* _Provided entries_
## start

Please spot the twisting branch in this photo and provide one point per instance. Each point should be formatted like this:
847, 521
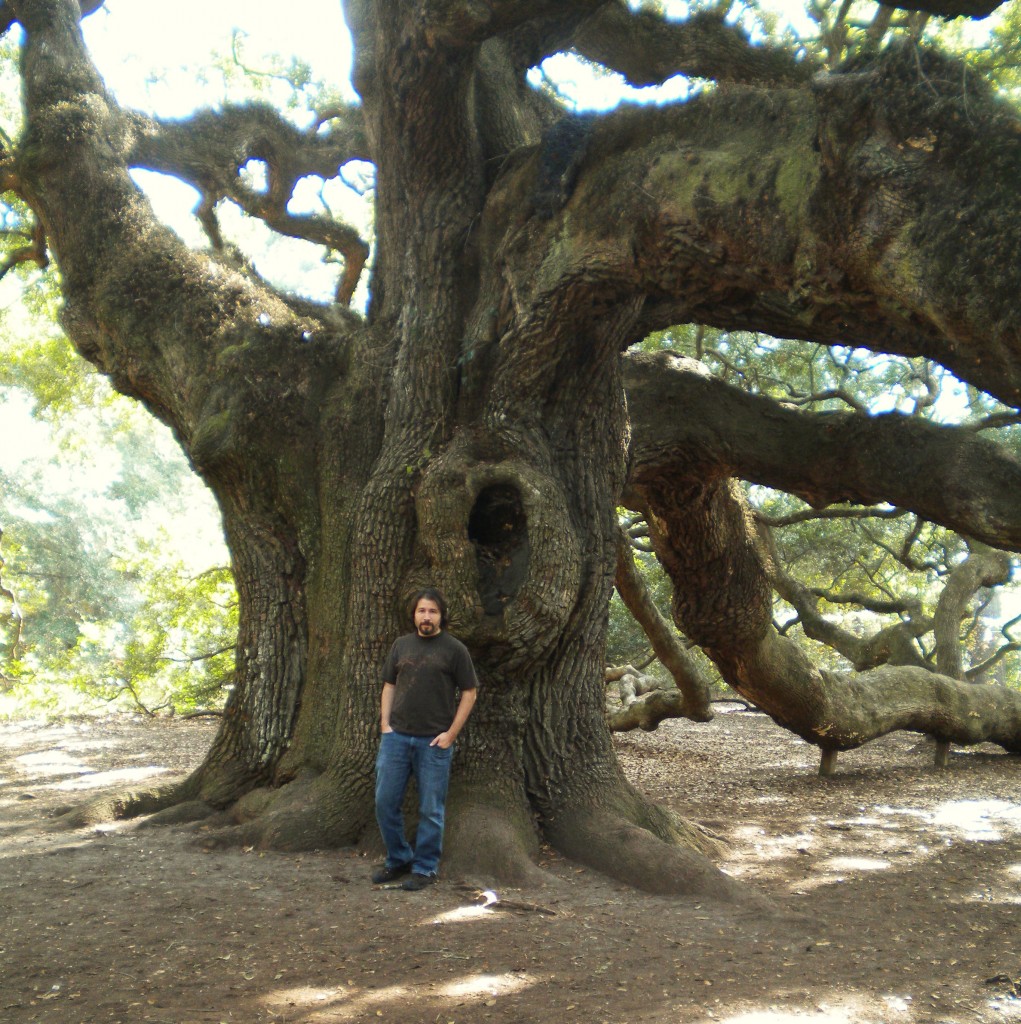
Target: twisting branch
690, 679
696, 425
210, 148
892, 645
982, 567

## end
## start

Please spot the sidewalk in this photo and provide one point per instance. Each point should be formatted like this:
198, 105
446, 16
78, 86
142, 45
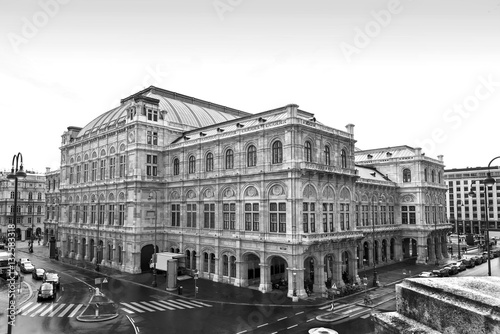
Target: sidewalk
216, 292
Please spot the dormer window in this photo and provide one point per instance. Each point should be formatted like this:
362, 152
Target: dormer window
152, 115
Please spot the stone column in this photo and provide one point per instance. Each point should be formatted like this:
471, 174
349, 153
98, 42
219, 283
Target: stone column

## end

* _Your instructions_
Copy the lines of the material word for word, starting at the line that contains "Please spot the stone" and ending at the line that contains "Target: stone column", with both of those lines included.

* _Reply_
Please spot the stone column in this photo and provide one point per instance. Each point should be formatted like this:
471, 174
349, 153
98, 42
219, 283
Target: stone column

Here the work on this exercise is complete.